Task objective ▸ List each line of the records below that contains the word "metal", reproducing every such line in full.
## BEGIN Working data
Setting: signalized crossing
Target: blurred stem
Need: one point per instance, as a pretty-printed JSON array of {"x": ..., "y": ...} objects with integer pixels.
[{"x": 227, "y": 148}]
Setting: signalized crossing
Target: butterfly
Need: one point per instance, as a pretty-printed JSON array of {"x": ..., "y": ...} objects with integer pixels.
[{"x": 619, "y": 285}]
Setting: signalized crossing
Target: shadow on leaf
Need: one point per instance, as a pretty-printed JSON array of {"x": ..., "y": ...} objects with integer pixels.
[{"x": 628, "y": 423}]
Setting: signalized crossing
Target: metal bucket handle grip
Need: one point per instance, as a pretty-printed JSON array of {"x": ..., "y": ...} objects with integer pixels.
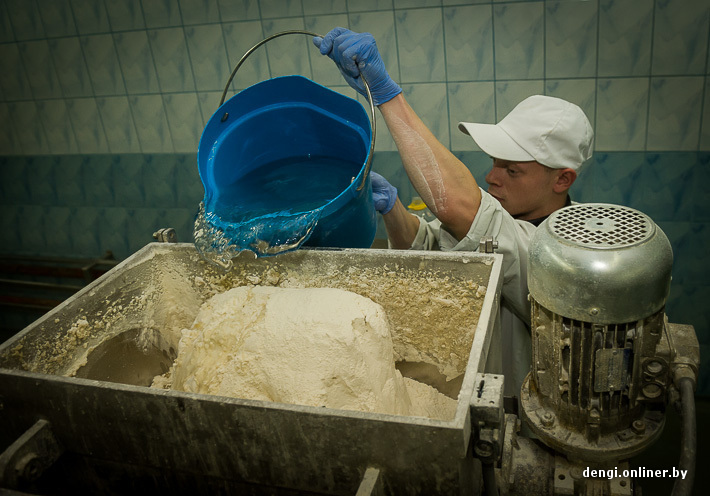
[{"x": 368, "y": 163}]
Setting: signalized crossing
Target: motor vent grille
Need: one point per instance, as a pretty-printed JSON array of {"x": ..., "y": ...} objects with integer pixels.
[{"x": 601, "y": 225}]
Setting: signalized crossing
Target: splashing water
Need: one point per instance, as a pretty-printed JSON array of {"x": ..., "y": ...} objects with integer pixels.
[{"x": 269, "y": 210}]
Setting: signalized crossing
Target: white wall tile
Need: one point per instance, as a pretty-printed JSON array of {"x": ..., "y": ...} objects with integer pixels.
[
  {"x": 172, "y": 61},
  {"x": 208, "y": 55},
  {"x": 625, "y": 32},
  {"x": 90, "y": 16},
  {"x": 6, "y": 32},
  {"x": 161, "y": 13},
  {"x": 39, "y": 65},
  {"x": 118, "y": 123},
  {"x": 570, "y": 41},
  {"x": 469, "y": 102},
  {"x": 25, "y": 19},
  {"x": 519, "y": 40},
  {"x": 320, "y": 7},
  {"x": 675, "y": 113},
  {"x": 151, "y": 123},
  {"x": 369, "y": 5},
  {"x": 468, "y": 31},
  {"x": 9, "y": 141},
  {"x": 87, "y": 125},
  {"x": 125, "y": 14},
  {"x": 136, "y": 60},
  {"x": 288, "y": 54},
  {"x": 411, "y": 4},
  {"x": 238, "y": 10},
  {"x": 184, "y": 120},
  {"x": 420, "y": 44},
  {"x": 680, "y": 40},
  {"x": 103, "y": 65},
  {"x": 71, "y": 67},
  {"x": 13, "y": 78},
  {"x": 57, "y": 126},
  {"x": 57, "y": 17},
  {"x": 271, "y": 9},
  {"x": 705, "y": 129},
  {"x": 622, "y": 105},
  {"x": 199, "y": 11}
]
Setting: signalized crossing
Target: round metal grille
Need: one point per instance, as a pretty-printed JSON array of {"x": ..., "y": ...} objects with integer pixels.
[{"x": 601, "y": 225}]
## END Working data
Response to the task ▸
Target: metal bucket handle grip
Target: round metal grille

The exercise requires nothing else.